Set problem 1. From the entries below, pull out every line that contains the string "beak". Matching is case-sensitive.

Source text.
==============================

HEFFNER: You know, I would like to agree with you. My sympathies are in that direction. But I find that the answer doesn’t hold terribly well. If you take … I look back … oh, I look back to the period when CBS put an annual program on the air … Eric Serverid interviewing Walter Lippmann. And you may say, “two fat cats”, but let’s just say that the intellectual level of those discussions was a great deal higher than most of what was on the air. It didn’t stay on the air, it wasn’t that CBS didn’t offer it. But the audience, by CBS’s terms, wasn’t large enough and eventually that wonderful annual event, or maybe it was every six months … went off the air. There was an opportunity …
McCHESNEY: MmmHmmm
HEFFNER: … for a public to say, “yes, that’s the sort of thing we want”.
McCHESNEY: Yeah, well usually with journalism, which is a slightly different issue … but in terms of just the general quality of ideas, the public isn’t interested in a higher standard.
HEFFNER: But why do you differentiate. Why do you say “‘journalism”, you mean print journalism rather than …
McCHESNEY: No …
HEFFNER: … electronic media … or the news department.
McCHESNEY: The news department specifically, because they’re … I mean there’s real issues there that journalists are wrestling with corporate … in commercialism and corporate take-over and the decline of hard news. I mean that’s a real serious issue. And I was trying to argue that it’s a supply driven …
HEFFNER: I understand.

==============================

Record excerpts.
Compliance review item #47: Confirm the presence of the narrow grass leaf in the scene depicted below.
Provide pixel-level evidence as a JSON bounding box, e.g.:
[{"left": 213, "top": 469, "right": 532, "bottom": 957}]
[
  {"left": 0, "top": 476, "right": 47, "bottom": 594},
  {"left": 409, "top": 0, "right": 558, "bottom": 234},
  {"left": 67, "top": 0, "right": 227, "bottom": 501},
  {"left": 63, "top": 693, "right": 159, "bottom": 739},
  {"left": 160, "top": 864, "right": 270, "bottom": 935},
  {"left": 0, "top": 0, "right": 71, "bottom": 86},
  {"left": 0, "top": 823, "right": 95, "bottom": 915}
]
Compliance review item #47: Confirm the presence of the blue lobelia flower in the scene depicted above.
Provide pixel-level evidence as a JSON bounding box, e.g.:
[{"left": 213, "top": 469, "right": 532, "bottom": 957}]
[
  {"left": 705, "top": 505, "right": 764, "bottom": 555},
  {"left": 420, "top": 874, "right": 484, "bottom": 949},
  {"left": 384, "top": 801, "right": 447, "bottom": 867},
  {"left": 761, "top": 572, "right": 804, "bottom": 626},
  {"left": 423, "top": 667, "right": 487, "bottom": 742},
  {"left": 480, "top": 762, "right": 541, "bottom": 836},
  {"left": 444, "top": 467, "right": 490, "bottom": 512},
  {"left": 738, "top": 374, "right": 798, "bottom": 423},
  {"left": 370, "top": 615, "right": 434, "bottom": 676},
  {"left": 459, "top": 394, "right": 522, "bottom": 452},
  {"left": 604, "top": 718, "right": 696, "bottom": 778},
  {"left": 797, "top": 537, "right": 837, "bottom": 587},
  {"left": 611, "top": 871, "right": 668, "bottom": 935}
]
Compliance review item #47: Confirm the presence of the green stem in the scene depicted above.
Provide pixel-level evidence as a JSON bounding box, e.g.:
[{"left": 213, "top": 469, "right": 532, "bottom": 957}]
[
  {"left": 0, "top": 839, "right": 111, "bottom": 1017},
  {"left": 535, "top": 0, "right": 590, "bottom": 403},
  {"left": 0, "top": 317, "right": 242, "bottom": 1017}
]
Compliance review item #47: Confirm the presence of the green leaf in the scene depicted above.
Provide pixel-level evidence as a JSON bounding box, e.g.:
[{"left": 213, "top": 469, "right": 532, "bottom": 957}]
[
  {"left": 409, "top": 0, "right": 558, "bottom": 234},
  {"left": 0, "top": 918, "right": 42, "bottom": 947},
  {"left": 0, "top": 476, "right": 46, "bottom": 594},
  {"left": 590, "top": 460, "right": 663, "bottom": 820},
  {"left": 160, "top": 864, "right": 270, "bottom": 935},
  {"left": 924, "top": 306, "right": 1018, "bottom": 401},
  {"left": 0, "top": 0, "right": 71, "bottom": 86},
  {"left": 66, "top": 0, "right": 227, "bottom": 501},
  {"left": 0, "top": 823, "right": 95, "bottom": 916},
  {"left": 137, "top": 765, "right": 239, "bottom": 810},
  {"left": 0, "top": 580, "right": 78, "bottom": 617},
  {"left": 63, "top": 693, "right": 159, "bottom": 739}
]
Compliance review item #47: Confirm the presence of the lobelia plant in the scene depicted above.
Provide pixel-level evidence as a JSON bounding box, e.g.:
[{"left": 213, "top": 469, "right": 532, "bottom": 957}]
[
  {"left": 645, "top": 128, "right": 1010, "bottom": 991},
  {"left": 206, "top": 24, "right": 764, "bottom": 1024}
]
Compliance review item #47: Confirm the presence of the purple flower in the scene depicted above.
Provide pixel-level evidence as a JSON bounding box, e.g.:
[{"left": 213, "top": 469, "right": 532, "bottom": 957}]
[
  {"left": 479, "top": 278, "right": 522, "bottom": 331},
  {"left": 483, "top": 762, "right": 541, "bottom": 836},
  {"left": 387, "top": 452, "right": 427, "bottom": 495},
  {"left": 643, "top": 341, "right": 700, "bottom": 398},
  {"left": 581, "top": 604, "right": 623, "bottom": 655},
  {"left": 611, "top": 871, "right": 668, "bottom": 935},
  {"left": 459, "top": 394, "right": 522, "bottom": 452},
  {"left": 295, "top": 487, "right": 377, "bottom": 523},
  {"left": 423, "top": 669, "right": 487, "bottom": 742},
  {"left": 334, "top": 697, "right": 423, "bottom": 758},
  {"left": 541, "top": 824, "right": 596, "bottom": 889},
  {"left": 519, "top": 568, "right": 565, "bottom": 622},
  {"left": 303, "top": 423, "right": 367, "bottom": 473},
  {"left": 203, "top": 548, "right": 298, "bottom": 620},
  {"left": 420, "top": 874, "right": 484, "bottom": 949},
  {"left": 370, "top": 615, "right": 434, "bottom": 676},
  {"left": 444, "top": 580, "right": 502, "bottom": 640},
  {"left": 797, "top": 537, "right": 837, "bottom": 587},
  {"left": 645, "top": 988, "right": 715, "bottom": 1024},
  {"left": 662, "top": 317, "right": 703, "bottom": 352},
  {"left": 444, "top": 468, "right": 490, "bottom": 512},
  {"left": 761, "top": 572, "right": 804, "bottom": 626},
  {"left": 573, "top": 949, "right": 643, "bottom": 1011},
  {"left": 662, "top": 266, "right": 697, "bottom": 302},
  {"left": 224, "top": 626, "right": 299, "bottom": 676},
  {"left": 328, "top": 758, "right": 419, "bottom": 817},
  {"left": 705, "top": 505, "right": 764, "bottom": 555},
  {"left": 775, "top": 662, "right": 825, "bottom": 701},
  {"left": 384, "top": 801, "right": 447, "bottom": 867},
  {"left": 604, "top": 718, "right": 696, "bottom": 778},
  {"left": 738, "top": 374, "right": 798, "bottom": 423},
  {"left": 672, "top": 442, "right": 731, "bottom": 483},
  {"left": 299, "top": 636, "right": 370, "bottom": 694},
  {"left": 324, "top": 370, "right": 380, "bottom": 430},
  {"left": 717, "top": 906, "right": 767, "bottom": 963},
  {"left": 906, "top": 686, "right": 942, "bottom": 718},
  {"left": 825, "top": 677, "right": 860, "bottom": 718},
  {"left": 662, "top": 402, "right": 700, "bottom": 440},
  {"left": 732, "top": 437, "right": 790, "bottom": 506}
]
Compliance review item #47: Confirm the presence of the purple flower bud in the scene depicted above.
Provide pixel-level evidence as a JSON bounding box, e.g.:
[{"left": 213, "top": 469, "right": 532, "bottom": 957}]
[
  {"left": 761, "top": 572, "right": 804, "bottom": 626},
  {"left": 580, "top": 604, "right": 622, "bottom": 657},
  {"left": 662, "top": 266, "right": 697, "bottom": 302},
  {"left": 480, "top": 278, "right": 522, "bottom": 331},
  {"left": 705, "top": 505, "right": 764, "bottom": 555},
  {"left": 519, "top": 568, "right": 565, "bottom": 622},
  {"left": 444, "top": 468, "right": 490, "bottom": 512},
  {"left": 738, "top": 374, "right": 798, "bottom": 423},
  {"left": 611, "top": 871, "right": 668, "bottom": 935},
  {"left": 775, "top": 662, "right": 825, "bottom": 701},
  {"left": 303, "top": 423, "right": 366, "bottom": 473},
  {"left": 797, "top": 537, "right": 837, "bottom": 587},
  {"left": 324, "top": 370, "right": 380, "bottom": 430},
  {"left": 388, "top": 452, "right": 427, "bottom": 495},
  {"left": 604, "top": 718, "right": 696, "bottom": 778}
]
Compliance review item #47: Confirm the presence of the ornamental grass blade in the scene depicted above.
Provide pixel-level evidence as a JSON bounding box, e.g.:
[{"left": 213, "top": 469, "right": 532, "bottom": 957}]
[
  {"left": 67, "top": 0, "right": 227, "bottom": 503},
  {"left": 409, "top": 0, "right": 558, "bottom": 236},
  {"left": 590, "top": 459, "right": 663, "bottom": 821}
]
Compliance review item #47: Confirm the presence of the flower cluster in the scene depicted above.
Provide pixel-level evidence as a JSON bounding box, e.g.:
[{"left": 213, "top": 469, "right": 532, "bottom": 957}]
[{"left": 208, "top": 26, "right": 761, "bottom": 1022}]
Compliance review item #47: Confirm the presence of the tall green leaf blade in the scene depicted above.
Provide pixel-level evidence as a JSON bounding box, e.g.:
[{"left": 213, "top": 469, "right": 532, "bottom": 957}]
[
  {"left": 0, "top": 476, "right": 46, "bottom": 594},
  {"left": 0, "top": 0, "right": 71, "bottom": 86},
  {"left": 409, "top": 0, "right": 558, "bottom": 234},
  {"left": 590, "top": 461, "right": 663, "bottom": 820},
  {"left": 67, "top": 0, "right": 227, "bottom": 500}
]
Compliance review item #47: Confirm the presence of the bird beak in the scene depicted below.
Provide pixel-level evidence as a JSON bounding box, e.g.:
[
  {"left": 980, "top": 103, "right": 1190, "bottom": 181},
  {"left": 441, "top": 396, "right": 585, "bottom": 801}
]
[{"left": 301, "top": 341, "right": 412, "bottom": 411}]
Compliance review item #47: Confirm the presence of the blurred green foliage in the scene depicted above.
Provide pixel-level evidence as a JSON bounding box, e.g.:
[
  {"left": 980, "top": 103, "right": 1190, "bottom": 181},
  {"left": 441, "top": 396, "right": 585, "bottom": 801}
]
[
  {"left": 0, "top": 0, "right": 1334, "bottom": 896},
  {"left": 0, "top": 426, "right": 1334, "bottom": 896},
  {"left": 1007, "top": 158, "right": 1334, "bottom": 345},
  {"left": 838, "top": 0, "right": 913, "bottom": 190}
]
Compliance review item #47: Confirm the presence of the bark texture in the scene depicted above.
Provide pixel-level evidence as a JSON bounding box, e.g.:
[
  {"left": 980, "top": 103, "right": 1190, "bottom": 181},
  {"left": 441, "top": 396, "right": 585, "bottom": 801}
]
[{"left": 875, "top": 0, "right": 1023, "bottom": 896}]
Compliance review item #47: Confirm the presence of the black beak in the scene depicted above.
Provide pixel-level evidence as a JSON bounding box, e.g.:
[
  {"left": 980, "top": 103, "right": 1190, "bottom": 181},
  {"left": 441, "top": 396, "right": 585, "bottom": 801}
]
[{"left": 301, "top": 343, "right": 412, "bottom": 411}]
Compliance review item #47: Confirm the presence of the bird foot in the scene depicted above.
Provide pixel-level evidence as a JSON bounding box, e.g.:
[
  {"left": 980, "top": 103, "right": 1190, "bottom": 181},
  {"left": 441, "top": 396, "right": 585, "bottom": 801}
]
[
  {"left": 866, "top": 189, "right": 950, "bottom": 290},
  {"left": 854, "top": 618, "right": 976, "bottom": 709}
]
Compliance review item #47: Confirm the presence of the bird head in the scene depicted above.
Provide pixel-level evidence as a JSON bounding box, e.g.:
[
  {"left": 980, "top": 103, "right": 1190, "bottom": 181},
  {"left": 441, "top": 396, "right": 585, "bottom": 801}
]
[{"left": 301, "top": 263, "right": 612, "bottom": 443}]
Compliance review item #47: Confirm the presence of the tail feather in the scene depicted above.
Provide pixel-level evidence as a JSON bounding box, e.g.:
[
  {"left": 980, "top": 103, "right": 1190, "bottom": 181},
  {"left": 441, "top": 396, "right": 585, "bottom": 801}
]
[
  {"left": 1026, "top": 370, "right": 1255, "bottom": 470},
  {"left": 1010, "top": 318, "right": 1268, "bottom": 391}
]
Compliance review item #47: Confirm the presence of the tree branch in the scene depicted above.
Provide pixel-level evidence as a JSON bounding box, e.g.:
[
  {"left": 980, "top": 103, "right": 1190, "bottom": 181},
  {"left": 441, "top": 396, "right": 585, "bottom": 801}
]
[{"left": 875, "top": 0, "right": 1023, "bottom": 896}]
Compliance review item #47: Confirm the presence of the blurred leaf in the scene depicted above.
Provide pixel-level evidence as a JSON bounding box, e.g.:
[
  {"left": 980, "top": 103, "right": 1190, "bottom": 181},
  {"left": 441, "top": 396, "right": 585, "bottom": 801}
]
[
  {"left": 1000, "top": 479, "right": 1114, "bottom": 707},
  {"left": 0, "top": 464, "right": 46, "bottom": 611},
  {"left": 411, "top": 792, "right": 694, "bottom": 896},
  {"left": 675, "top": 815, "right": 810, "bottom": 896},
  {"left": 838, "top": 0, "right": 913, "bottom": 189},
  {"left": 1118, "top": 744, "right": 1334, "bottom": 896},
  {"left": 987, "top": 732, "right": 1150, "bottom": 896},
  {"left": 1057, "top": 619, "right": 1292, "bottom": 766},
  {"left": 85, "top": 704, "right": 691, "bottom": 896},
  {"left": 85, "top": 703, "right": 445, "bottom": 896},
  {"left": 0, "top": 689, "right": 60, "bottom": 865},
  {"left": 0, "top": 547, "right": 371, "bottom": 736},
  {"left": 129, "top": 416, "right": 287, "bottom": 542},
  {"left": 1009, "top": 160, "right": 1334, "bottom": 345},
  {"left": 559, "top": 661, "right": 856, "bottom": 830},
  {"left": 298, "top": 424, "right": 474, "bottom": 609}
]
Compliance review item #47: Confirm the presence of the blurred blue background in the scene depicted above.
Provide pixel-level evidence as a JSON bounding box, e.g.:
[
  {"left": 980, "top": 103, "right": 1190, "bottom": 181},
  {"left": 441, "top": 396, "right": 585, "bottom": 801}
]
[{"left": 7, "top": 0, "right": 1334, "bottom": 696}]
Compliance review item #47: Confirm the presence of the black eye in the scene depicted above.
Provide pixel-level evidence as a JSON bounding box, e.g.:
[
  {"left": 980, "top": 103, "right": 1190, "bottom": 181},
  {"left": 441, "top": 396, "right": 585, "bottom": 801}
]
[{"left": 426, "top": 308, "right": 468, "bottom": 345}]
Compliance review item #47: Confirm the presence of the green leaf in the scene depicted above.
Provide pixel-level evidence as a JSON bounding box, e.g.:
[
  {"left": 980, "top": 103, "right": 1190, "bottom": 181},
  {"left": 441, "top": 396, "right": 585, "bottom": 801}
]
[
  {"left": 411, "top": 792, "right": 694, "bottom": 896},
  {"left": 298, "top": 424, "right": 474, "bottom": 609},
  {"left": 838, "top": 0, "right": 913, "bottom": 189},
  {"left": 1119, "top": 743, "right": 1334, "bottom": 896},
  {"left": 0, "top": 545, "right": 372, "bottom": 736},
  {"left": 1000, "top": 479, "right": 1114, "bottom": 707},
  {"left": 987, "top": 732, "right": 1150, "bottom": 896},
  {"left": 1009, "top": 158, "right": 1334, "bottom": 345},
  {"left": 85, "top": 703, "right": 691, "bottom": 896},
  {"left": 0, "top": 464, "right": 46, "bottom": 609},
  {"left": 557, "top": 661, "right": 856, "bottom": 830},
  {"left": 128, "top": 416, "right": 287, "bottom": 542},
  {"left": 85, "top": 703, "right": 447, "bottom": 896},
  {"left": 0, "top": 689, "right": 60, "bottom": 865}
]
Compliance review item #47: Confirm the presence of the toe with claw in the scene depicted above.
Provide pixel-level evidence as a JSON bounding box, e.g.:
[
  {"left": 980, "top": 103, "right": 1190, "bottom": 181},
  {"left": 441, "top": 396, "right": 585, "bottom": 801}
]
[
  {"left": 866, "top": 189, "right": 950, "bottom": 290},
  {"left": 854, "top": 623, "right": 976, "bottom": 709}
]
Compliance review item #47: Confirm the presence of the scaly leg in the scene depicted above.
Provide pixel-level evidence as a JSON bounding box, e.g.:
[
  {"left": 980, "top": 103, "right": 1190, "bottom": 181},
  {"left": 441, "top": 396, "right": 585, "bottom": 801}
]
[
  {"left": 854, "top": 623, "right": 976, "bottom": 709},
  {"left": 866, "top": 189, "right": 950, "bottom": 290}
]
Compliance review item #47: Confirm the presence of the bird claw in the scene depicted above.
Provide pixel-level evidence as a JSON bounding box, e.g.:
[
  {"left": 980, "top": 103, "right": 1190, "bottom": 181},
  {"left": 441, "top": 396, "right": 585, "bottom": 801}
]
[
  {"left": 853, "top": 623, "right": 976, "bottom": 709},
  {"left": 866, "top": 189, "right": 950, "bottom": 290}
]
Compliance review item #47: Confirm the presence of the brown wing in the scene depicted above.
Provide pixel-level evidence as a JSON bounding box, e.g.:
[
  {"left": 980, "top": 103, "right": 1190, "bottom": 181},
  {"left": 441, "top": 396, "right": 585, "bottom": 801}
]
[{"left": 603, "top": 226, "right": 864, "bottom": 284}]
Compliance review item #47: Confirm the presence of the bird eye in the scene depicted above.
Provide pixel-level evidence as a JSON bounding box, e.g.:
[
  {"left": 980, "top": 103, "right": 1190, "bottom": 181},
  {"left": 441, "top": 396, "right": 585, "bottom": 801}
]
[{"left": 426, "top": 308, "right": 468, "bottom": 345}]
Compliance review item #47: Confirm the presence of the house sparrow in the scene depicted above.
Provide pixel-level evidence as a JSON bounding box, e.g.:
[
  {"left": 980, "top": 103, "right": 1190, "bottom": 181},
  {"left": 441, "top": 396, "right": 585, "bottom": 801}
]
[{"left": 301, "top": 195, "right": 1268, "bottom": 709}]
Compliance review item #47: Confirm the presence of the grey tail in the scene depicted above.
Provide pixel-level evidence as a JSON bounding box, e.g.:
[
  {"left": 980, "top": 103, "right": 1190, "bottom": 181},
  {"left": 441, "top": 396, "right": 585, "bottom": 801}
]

==============================

Set problem 2. According to the interview transcript, why did the annual CBS program with Eric Serverid interviewing Walter Lippmann go off the air?

Output 1.
Compliance review item #47: Confirm the presence of the bird beak in the scene depicted below.
Compliance review item #47: Confirm the presence of the black beak in the scene depicted above.

Output 2. By CBS's terms, its audience wasn't large enough.